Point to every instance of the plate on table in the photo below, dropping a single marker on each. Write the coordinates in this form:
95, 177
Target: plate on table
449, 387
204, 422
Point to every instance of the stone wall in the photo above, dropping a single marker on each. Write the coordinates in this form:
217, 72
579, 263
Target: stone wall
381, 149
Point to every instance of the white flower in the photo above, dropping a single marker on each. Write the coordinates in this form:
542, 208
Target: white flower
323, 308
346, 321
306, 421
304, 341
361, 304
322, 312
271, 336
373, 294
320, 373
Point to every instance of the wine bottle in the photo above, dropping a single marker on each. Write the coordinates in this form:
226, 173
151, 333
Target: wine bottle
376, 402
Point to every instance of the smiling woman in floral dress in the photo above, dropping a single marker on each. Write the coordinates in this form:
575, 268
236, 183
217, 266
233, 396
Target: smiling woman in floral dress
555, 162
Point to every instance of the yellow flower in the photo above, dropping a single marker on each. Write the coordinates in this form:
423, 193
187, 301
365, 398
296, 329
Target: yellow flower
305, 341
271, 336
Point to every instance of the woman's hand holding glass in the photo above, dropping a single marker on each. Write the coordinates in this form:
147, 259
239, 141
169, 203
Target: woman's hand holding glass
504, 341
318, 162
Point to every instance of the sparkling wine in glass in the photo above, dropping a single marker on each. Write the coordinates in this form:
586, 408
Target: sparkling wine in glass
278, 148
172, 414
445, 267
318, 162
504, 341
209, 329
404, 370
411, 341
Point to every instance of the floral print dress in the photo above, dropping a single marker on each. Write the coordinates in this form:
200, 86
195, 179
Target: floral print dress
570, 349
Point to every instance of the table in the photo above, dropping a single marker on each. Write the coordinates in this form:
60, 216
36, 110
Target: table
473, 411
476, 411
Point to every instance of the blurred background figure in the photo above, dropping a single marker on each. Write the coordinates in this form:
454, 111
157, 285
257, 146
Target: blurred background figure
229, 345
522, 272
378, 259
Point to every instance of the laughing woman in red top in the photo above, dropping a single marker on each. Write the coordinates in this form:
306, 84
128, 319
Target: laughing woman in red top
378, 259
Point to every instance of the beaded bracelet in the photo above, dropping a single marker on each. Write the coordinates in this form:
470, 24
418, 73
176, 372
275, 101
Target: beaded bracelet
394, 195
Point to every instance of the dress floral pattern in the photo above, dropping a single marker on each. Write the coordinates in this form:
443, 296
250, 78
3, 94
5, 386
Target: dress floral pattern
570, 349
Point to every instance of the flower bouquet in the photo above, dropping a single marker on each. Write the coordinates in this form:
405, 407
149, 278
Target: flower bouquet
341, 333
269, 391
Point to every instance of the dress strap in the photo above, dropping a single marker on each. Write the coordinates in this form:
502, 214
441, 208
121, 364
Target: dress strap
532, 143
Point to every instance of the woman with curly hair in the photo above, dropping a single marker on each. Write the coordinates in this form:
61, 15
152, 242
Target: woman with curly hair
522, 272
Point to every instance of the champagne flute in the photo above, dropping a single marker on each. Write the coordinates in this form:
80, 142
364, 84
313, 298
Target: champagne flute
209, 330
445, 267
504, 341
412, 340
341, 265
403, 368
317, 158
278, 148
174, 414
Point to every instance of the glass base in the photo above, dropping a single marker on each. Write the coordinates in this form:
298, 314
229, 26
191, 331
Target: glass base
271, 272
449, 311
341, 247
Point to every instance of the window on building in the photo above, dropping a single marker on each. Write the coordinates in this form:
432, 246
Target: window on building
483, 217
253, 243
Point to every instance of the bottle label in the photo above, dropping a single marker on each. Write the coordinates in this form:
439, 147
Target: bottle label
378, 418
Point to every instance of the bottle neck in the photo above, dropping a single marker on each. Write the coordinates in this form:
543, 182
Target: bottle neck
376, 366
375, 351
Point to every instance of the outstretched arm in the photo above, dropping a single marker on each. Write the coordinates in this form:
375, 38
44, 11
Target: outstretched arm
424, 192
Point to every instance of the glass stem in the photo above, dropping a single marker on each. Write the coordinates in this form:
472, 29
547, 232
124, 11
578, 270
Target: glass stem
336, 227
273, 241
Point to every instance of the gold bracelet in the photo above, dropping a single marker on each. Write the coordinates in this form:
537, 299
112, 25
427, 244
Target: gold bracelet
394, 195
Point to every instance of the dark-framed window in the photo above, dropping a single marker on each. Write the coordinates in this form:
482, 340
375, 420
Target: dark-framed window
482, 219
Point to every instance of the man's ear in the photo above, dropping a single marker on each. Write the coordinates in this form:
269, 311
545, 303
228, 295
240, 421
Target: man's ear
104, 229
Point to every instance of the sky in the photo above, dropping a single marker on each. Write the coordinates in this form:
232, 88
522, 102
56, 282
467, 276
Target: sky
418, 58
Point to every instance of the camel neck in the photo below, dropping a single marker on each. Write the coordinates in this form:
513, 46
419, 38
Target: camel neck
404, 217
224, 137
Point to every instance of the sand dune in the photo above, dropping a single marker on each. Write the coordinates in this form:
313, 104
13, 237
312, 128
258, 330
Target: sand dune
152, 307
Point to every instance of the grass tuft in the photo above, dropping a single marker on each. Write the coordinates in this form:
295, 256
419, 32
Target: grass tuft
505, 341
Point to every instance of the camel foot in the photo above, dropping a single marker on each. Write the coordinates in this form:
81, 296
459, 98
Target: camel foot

● PROBLEM STATEMENT
Copy out word for word the lines of the records above, from the line containing "Point to every instance of the dark-framed" through the end of the records, with both ends included.

● SOLUTION TO THE PROBLEM
Point to every instance of the dark-framed window in the photo above, dropping a single marker on each. Write the coordinates in this form:
482, 340
375, 420
Target: dark-framed window
482, 219
Point to every instance of the man's ear in the photo above, dropping a single marker on each. Write the coordinates in this form:
269, 311
545, 303
228, 295
240, 421
Target: man's ear
104, 229
Point to every instance of the sky in the photo above, dropping a single marker on each. Write the coordinates in this form:
232, 88
522, 102
56, 282
467, 276
Target: sky
418, 58
Point to every instance of the camel neck in the photo below, dropping a single marker on each. Write the coordinates in this form:
513, 46
419, 38
Target: camel neck
404, 217
224, 137
Point to every instance of the sand dune in the photo above, dropping a single marker on each. Write the coordinates in this form:
313, 104
13, 237
312, 128
258, 330
Target: sand dune
152, 307
Point to every instance of the grass tuft in the photo above, dropping a single marker on each. Write the coordinates in this form:
295, 256
419, 32
Target: grass tuft
505, 341
Point to every instance of the camel foot in the photo above, dropping a single marker on each. Write the coordinates in this form:
81, 296
459, 98
Target: camel foot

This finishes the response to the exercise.